§ **EXERCISE 1**
From the chicken and cashew stir-fry recipe, extract the passage starting with "How to cook" and going on through "for this recipe.".
§ **EXERCISE 2**
Continue the chicken and cashew stir-fry recipe from its last sentence.

§ **GIVEN PASSAGE**
I particularly enjoy this recipe due to its quick and easy preparation. It’s ideal when I’m short on time, as it is a simple yet satisfying solution.
Note: This post may contain affiliate links. Please read my privacy policy for more info. I may receive commissions for purchases made through links in this post. As an Amazon Associate, I earn from qualifying purchases.
How to cook the Chicken and Cashew Stir-Fry
The preparation for this dish is relatively simple and can be divided into a few steps as below. You can refer to the video at the bottom of this post for more details.
1. Marinate the chicken
To start, slice the boneless, skinless chicken thighs into bite-size pieces measuring approximately 1.5 inches. I prefer using chicken thigh meat for its tenderness, but if you prefer a leaner and healthier option, you can choose chicken breasts, which are lower in fat.
In Chinese cooking, marinating the meat is crucial to infuse it with flavor. I use a combination of basic Cantonese-style seasonings for this recipe.

§ **INFORMATION SHOWN**

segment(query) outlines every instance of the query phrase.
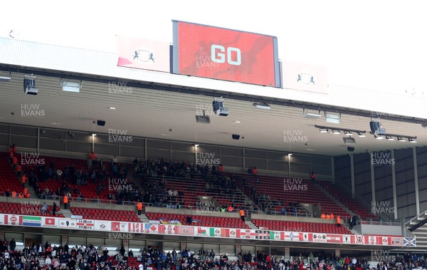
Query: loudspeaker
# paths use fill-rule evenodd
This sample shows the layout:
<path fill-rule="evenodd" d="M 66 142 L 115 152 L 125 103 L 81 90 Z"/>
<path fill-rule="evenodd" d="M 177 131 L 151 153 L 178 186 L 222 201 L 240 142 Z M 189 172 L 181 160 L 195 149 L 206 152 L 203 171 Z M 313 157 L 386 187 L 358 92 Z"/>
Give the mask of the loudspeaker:
<path fill-rule="evenodd" d="M 103 121 L 102 120 L 98 120 L 97 121 L 96 121 L 96 123 L 97 124 L 97 125 L 105 125 L 105 121 Z"/>

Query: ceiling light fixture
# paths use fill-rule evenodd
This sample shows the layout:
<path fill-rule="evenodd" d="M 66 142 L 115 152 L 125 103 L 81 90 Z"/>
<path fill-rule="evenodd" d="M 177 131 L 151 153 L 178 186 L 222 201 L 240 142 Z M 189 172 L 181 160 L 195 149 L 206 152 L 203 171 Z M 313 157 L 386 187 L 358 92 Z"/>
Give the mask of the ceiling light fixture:
<path fill-rule="evenodd" d="M 80 83 L 73 82 L 73 81 L 62 81 L 60 82 L 60 84 L 63 87 L 63 91 L 80 93 Z"/>
<path fill-rule="evenodd" d="M 264 110 L 271 109 L 271 107 L 270 106 L 270 105 L 268 105 L 267 103 L 264 103 L 254 102 L 253 103 L 252 103 L 252 105 L 254 107 L 258 108 L 258 109 L 264 109 Z"/>
<path fill-rule="evenodd" d="M 387 140 L 394 140 L 394 138 L 391 136 L 386 136 L 386 139 L 387 139 Z"/>
<path fill-rule="evenodd" d="M 364 134 L 367 133 L 366 130 L 353 130 L 351 128 L 337 128 L 334 127 L 326 127 L 324 125 L 315 125 L 315 128 L 318 128 L 319 131 L 321 133 L 326 133 L 331 130 L 331 133 L 332 134 L 341 134 L 341 133 L 344 133 L 347 136 L 352 136 L 354 134 L 357 134 L 359 137 L 365 137 Z"/>

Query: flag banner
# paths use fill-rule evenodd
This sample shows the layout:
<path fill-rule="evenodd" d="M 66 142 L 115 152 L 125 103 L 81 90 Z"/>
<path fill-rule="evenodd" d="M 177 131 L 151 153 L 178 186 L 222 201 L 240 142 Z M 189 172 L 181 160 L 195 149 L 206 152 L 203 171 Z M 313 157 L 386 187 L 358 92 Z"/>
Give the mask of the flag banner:
<path fill-rule="evenodd" d="M 230 237 L 231 238 L 236 238 L 236 234 L 237 234 L 236 229 L 230 229 Z"/>
<path fill-rule="evenodd" d="M 389 237 L 391 240 L 391 246 L 404 246 L 404 238 L 403 237 Z"/>
<path fill-rule="evenodd" d="M 143 223 L 128 222 L 127 232 L 143 232 Z"/>
<path fill-rule="evenodd" d="M 302 235 L 301 235 L 302 234 Z M 300 240 L 303 242 L 308 242 L 308 233 L 307 232 L 300 232 Z"/>
<path fill-rule="evenodd" d="M 56 222 L 56 217 L 43 217 L 43 227 L 57 228 L 58 224 Z"/>
<path fill-rule="evenodd" d="M 165 225 L 182 225 L 178 219 L 159 219 L 160 223 Z"/>
<path fill-rule="evenodd" d="M 352 236 L 348 234 L 344 234 L 342 236 L 342 243 L 352 244 Z"/>
<path fill-rule="evenodd" d="M 260 231 L 255 230 L 255 233 L 256 234 L 255 238 L 257 239 L 270 239 L 270 231 Z"/>
<path fill-rule="evenodd" d="M 111 232 L 120 232 L 120 222 L 111 222 Z"/>
<path fill-rule="evenodd" d="M 76 219 L 75 225 L 77 229 L 93 229 L 95 227 L 95 220 L 90 219 Z"/>
<path fill-rule="evenodd" d="M 342 236 L 339 234 L 326 234 L 327 243 L 342 243 Z"/>
<path fill-rule="evenodd" d="M 99 232 L 198 236 L 241 239 L 393 246 L 416 246 L 415 238 L 360 234 L 334 234 L 250 229 L 216 228 L 187 225 L 68 219 L 0 214 L 0 224 L 46 228 L 79 229 Z"/>
<path fill-rule="evenodd" d="M 416 242 L 415 241 L 415 238 L 404 238 L 404 246 L 416 246 Z"/>
<path fill-rule="evenodd" d="M 206 227 L 196 227 L 196 230 L 194 231 L 194 235 L 196 237 L 207 237 L 209 229 L 209 228 Z"/>
<path fill-rule="evenodd" d="M 159 234 L 159 224 L 152 224 L 149 223 L 145 223 L 144 224 L 144 232 L 146 234 Z"/>
<path fill-rule="evenodd" d="M 94 226 L 97 231 L 111 231 L 111 222 L 108 220 L 95 220 Z"/>
<path fill-rule="evenodd" d="M 22 216 L 18 214 L 5 214 L 4 224 L 14 226 L 22 225 Z"/>
<path fill-rule="evenodd" d="M 209 229 L 209 237 L 221 237 L 221 229 L 219 229 L 219 228 L 210 228 Z"/>
<path fill-rule="evenodd" d="M 326 234 L 313 233 L 313 242 L 326 243 Z"/>
<path fill-rule="evenodd" d="M 77 222 L 75 219 L 58 219 L 59 227 L 66 229 L 75 229 Z"/>
<path fill-rule="evenodd" d="M 178 235 L 194 235 L 194 226 L 174 226 L 173 234 Z"/>
<path fill-rule="evenodd" d="M 41 227 L 41 217 L 23 216 L 23 226 Z"/>
<path fill-rule="evenodd" d="M 364 244 L 364 237 L 363 235 L 355 235 L 354 244 Z"/>
<path fill-rule="evenodd" d="M 376 244 L 376 237 L 374 235 L 365 235 L 364 242 L 369 245 Z"/>

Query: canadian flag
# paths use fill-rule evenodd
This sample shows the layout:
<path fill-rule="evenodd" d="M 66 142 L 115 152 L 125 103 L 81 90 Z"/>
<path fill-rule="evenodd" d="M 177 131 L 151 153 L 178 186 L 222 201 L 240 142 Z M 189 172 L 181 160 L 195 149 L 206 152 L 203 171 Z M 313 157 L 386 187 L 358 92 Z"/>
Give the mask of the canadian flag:
<path fill-rule="evenodd" d="M 46 217 L 44 224 L 47 227 L 56 227 L 56 219 L 54 217 Z"/>

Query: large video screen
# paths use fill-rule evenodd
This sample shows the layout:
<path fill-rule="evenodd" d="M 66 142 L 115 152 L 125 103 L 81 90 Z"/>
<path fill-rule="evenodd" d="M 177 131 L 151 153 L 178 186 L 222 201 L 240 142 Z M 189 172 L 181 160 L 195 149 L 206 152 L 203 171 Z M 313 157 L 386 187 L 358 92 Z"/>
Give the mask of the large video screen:
<path fill-rule="evenodd" d="M 173 23 L 174 73 L 280 87 L 277 38 Z"/>

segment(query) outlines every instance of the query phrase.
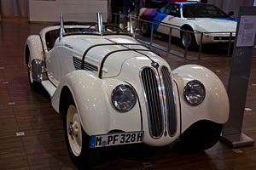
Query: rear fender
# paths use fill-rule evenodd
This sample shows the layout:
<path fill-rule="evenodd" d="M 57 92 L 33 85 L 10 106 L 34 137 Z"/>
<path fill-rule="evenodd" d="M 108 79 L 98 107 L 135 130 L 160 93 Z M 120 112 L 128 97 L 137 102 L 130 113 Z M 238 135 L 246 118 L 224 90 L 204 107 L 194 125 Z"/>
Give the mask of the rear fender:
<path fill-rule="evenodd" d="M 182 133 L 200 120 L 209 120 L 224 124 L 230 113 L 229 98 L 221 80 L 210 70 L 196 65 L 186 65 L 172 71 L 178 87 L 181 101 Z M 206 97 L 199 105 L 185 101 L 183 88 L 191 80 L 201 82 L 206 88 Z"/>
<path fill-rule="evenodd" d="M 25 45 L 25 62 L 28 63 L 28 56 L 31 60 L 34 59 L 44 60 L 42 42 L 39 35 L 29 36 Z"/>
<path fill-rule="evenodd" d="M 41 82 L 43 80 L 47 80 L 44 63 L 44 54 L 42 47 L 40 36 L 29 36 L 25 46 L 25 63 L 27 65 L 31 59 L 31 65 L 32 69 L 33 81 Z"/>

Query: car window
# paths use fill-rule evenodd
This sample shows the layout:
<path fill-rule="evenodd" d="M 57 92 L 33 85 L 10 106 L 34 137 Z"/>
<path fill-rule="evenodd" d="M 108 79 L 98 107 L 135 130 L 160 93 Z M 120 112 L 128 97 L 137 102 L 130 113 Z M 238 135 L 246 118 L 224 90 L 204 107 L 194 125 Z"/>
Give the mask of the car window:
<path fill-rule="evenodd" d="M 229 16 L 210 4 L 185 4 L 183 7 L 184 18 L 228 18 Z"/>
<path fill-rule="evenodd" d="M 175 3 L 170 3 L 165 11 L 165 14 L 176 17 L 180 17 L 179 5 Z"/>

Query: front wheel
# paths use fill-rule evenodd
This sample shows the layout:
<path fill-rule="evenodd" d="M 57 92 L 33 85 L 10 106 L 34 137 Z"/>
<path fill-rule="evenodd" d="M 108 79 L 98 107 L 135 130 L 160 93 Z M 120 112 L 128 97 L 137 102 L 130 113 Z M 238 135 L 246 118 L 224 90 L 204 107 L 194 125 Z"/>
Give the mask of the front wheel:
<path fill-rule="evenodd" d="M 69 155 L 75 166 L 87 169 L 95 165 L 100 156 L 99 150 L 89 146 L 90 136 L 84 131 L 77 107 L 71 95 L 65 99 L 63 128 Z"/>
<path fill-rule="evenodd" d="M 222 124 L 211 121 L 199 121 L 185 130 L 179 139 L 188 149 L 207 150 L 218 142 L 221 130 Z"/>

§ **WRITTEN RESPONSE 1**
How to cook the Chicken and Cashew Stir-Fry
The preparation for this dish is relatively simple and can be divided into a few steps as below. You can refer to the video at the bottom of this post for more details.
1. Marinate the chicken
To start, slice the boneless, skinless chicken thighs into bite-size pieces measuring approximately 1.5 inches. I prefer using chicken thigh meat for its tenderness, but if you prefer a leaner and healthier option, you can choose chicken breasts, which are lower in fat.
In Chinese cooking, marinating the meat is crucial to infuse it with flavor. I use a combination of basic Cantonese-style seasonings for this recipe.

§ **WRITTEN RESPONSE 2**
Here are the steps:
- Cut the chicken into bite-sized pieces, about 1.5 inches in length.
- Marinate the chicken pieces with light soy sauce, salt, and white pepper.
- Coat it with cornstarch and oil to seal all the flavor inside.
- Set aside for half an hour before use.
2. Prepare other ingredients of the cashew chicken stir-fry recipe
I prefer adding various vegetables to the stir-fry to create a more well-rounded meal. Typically, I include bell peppers and onions for their flavors and textures, but I also like to use celery to introduce a delightful crunch. Feel free to experiment and include other vegetables of your preference. I prefer to select a diverse mix of vegetables with vibrant colors and distinct textures to enhance the presentation and mouthfeel. For example, I like to include mushrooms in the stir-fry to enhance flavor and presentation.
If you use roasted cashews, you can skip toasting them in the pan. Additionally, it’s essential to check whether the cashew nuts are unsalted cashews, as this may require adjusting the amount of salt accordingly.
Here are the steps
- Cut the bell pepper into strips, the celery on the bias into strips, the onion into cubes, and the green onions into thin rings.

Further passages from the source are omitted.